--- Material supplied ---

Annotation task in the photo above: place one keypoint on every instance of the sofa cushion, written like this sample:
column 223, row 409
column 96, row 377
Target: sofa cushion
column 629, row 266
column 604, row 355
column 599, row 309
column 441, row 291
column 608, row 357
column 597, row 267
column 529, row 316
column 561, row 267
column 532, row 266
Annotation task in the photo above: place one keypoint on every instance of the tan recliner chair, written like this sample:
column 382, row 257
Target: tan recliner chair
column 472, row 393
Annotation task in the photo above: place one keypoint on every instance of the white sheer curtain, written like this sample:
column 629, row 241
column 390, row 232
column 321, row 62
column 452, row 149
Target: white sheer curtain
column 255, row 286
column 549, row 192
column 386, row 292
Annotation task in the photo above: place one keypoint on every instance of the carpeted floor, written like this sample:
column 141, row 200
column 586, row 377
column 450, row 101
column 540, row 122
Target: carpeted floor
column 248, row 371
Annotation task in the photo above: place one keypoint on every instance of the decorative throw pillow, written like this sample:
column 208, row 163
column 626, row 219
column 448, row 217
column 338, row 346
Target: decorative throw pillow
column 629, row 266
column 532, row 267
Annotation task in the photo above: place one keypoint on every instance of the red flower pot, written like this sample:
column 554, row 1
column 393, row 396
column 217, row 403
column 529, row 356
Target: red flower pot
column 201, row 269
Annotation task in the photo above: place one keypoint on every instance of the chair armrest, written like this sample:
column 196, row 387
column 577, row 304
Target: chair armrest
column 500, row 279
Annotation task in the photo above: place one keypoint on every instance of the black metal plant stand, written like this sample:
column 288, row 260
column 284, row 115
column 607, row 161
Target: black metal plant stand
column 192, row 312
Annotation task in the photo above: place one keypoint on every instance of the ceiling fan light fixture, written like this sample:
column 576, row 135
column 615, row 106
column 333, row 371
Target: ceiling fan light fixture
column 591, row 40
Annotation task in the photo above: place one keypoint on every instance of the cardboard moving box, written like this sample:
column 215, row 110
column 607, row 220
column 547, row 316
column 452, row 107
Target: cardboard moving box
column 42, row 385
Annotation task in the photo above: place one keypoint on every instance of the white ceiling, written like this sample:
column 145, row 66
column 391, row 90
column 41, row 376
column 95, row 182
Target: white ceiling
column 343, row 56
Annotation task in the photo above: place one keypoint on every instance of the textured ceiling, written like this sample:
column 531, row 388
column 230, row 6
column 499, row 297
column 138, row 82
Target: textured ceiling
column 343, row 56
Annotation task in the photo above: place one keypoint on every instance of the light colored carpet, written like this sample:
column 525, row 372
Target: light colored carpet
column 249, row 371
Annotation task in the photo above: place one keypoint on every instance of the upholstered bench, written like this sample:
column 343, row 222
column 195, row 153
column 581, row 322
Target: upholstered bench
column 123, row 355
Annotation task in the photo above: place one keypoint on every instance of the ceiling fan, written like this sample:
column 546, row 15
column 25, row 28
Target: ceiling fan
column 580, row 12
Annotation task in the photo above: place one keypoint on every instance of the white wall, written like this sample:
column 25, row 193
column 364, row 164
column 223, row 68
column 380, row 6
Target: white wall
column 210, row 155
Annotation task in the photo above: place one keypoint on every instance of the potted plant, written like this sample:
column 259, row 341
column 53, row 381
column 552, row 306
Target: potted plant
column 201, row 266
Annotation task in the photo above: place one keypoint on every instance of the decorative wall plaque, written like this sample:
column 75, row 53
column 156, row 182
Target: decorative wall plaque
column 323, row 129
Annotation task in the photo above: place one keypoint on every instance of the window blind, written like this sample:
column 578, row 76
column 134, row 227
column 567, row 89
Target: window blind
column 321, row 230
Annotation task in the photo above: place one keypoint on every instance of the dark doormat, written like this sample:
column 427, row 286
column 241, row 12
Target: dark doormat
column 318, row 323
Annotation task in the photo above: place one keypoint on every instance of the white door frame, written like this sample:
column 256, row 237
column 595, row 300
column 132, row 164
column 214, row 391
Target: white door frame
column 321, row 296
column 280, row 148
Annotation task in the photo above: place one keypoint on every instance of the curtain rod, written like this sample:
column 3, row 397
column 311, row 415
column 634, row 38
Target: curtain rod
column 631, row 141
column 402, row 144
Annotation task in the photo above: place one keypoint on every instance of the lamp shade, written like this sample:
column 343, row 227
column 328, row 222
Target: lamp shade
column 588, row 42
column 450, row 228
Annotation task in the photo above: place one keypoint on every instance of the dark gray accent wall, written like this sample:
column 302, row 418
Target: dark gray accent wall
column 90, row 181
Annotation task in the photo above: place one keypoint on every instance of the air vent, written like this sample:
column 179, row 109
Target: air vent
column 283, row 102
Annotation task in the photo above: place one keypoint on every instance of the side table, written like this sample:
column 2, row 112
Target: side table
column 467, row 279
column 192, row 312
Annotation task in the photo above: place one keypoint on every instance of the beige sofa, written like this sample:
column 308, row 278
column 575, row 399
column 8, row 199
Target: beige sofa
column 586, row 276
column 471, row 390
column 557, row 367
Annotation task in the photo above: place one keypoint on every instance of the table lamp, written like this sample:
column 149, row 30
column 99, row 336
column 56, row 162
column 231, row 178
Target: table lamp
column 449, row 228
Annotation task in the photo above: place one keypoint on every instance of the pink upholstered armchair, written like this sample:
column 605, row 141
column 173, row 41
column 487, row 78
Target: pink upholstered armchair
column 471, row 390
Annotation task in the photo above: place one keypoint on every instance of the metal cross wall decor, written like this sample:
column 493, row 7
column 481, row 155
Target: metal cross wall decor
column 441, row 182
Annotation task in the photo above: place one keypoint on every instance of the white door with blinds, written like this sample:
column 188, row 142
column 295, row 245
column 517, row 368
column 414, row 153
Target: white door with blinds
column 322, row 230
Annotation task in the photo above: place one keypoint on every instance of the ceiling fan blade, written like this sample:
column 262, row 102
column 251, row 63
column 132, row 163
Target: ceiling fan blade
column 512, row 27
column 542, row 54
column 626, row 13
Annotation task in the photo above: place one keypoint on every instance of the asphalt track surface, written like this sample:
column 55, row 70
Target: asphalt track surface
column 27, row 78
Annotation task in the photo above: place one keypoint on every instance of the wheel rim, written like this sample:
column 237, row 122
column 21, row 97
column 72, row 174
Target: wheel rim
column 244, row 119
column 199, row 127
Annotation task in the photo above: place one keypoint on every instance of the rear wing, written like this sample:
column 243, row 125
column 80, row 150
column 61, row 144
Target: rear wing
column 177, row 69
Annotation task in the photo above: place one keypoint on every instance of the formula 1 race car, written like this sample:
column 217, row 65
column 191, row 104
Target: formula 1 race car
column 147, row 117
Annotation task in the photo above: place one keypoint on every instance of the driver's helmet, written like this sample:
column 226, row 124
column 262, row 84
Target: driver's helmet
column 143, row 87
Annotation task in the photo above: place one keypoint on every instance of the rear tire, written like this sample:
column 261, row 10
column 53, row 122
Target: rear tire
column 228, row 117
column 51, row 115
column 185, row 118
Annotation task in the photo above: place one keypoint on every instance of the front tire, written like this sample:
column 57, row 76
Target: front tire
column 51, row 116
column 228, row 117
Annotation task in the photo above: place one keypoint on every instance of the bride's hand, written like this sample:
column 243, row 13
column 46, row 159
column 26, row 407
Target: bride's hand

---

Can you copy out, word for word, everything from the line containing "of the asphalt" down to the final line of the rows?

Exercise result>
Annotation task in the photo above: place one keypoint on every instance of the asphalt track surface, written like this sample:
column 55, row 70
Target: asphalt track surface
column 27, row 78
Annotation task in the photo above: place one keypoint on every instance of the wheel rim, written like this sample:
column 237, row 122
column 21, row 97
column 72, row 174
Target: wheel rim
column 244, row 119
column 199, row 127
Annotation task in the photo above: place one keypoint on every instance of the rear wing, written like this sample:
column 243, row 125
column 80, row 150
column 61, row 144
Target: rear wing
column 177, row 69
Annotation task in the photo above: place one keypoint on every instance of the formula 1 race car, written like this sample:
column 217, row 65
column 191, row 104
Target: formula 1 race car
column 147, row 117
Annotation task in the photo above: place one keypoint on every instance of the driver's helmet, written like this sample:
column 226, row 124
column 262, row 84
Target: driver's helmet
column 143, row 87
Annotation task in the photo above: place one keypoint on every instance of the rear tire, written like this sample:
column 261, row 10
column 53, row 122
Target: rear tire
column 228, row 117
column 51, row 115
column 185, row 118
Annotation task in the photo above: place one keypoint on every instance of the front tire, written like this sample:
column 57, row 76
Target: front tire
column 51, row 116
column 228, row 117
Annotation task in the photo above: place one keypoint on every instance of the bride's hand, written like this sample:
column 243, row 13
column 46, row 159
column 26, row 407
Target: bride's hand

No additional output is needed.